%%

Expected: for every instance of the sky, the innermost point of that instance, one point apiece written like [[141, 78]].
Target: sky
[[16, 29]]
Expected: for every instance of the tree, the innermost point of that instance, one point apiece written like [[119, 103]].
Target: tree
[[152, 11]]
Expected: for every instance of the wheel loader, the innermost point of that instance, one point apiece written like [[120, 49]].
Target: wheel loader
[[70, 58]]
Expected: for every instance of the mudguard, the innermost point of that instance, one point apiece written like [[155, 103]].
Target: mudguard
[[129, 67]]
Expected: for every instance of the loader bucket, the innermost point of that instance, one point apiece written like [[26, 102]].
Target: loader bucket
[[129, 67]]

%%
%%

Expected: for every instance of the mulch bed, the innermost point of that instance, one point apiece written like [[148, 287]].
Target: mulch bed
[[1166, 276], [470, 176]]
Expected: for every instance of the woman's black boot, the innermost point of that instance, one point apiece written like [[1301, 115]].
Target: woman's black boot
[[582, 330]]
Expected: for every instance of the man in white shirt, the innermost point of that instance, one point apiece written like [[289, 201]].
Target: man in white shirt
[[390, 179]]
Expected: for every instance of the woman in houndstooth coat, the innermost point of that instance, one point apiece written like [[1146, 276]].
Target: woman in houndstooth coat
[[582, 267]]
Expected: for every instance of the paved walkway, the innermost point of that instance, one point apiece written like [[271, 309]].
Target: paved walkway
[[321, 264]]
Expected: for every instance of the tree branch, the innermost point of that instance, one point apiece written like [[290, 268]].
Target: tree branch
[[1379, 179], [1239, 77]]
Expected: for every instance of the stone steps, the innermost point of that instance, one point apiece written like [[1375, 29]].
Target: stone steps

%%
%%

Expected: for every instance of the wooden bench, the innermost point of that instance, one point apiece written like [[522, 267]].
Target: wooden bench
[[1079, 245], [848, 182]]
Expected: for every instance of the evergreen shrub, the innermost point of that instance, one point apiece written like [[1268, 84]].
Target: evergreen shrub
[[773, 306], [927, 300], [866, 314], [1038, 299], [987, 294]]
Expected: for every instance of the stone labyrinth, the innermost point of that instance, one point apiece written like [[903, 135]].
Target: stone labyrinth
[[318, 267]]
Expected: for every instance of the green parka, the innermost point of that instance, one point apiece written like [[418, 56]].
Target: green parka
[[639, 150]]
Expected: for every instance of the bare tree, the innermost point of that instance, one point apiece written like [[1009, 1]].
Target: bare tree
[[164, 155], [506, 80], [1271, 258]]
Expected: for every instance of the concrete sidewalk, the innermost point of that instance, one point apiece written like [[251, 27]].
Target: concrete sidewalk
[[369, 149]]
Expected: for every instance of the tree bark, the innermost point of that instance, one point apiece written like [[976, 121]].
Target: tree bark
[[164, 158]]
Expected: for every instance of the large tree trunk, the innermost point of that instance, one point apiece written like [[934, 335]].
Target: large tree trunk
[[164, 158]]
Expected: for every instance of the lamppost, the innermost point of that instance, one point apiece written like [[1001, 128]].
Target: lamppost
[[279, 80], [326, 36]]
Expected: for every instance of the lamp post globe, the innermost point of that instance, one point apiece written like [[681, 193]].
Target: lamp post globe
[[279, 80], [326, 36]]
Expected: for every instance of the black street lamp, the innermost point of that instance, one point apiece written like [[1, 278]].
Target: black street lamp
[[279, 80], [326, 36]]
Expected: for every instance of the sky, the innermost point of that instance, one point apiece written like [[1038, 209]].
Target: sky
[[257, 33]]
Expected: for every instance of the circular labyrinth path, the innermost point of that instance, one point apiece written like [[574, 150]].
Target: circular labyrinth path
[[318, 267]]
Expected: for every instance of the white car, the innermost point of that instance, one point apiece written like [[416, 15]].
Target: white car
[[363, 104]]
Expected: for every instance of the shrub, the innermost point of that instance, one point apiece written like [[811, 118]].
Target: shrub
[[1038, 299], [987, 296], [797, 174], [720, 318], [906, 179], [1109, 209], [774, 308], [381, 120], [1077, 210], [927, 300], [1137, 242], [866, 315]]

%%

Work task = Search the records above for "steps". Copy each line where it is found.

Output for this task =
Expected: for every instance of the stone steps, the innermost point of that instance, one point apiece written like [[1375, 29]].
Target: stone steps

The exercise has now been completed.